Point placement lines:
-- start --

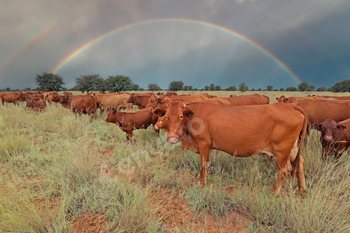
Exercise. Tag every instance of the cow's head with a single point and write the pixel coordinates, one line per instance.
(173, 120)
(131, 99)
(328, 129)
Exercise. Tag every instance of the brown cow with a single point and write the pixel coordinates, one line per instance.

-- end --

Copy the lines above, substituting "occurrence" for every "instance" and keeping everything else the same. Leave the pictures out.

Exercise. Tag every occurrence of the cow's head with a single point and write the pixel coordinates, one line per occurrence.
(173, 120)
(131, 99)
(328, 129)
Exercise. Tag every occurrence of the brown cow with a single point and write the pixel coordinates, one line per occurrence.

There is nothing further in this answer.